RECORD SET:

※

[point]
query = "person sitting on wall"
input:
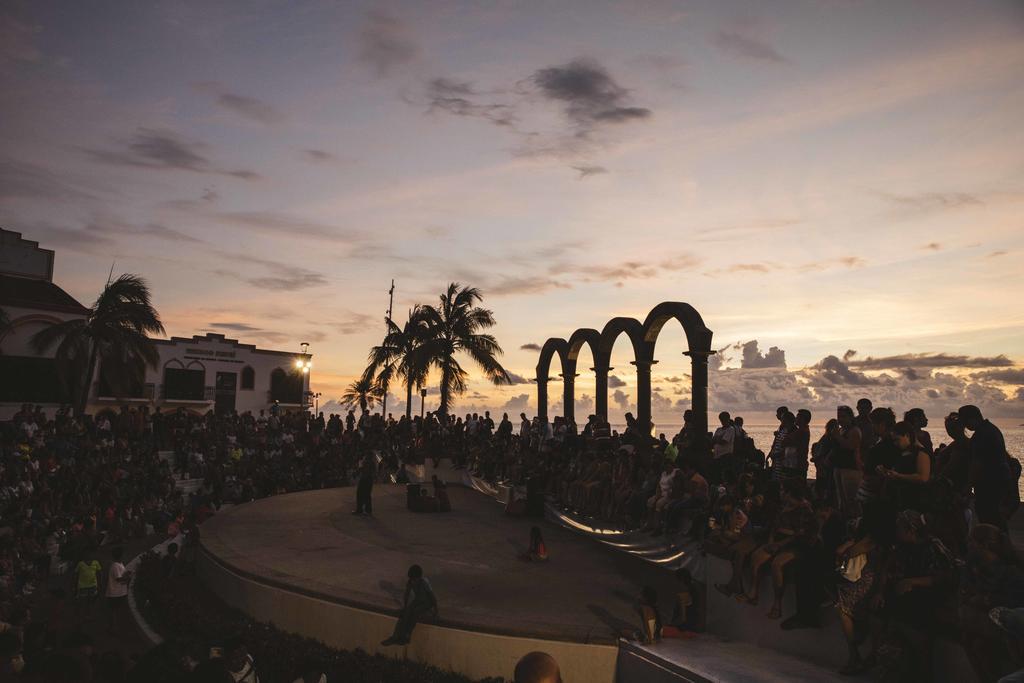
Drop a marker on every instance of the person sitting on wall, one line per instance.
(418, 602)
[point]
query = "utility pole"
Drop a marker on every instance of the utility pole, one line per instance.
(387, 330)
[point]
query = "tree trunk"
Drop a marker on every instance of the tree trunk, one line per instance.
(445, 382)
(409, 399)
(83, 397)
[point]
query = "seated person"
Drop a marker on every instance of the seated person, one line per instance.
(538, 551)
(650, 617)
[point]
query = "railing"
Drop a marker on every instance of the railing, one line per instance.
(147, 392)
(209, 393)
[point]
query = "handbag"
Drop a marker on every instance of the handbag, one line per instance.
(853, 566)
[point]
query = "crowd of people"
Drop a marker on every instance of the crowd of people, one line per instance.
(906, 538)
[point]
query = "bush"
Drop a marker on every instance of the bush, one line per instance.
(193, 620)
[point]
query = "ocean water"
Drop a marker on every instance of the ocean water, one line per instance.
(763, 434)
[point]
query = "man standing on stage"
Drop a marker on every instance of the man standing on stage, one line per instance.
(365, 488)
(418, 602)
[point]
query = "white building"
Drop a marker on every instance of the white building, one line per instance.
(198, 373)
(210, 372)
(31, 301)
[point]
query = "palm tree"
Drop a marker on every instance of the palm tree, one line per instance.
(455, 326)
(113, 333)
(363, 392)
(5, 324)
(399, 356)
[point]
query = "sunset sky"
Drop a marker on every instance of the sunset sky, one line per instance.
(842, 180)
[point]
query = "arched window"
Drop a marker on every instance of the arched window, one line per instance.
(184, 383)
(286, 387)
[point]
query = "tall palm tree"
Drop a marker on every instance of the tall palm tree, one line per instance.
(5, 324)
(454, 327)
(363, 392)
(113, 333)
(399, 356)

※

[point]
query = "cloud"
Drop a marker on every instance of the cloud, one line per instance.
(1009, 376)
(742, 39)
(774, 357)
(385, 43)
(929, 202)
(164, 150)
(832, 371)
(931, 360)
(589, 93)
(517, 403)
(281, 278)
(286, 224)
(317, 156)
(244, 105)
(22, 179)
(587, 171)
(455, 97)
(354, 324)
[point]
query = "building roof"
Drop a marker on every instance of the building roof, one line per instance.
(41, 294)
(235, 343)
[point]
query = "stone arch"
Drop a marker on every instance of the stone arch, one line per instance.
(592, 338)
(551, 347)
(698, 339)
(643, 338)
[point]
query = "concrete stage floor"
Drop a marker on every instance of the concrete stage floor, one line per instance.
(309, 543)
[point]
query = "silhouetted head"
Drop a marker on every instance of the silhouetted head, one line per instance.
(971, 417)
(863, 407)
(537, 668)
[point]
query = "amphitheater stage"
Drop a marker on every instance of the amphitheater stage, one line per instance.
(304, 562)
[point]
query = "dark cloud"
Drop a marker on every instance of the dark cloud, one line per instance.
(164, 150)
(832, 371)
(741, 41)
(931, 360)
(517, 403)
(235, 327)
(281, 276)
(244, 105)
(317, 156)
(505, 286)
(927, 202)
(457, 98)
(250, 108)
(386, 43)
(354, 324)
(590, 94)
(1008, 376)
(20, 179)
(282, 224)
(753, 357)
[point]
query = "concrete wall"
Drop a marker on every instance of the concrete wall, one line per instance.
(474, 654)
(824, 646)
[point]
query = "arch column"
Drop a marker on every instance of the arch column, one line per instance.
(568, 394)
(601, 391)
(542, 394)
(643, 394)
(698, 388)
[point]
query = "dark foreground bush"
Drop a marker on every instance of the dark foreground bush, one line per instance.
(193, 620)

※

WHAT IS ASKED:
Report every line of the rows above that contains the word "concrete", treating uppercase and lowercase as different.

RESULT FOR THIS EXERCISE:
query = "concrete stage floor"
Drop a marker on every instance of the concrete stage floor, one line per instance.
query = "concrete wall"
Drop a marker on every instance of the concrete wall, one line per instance.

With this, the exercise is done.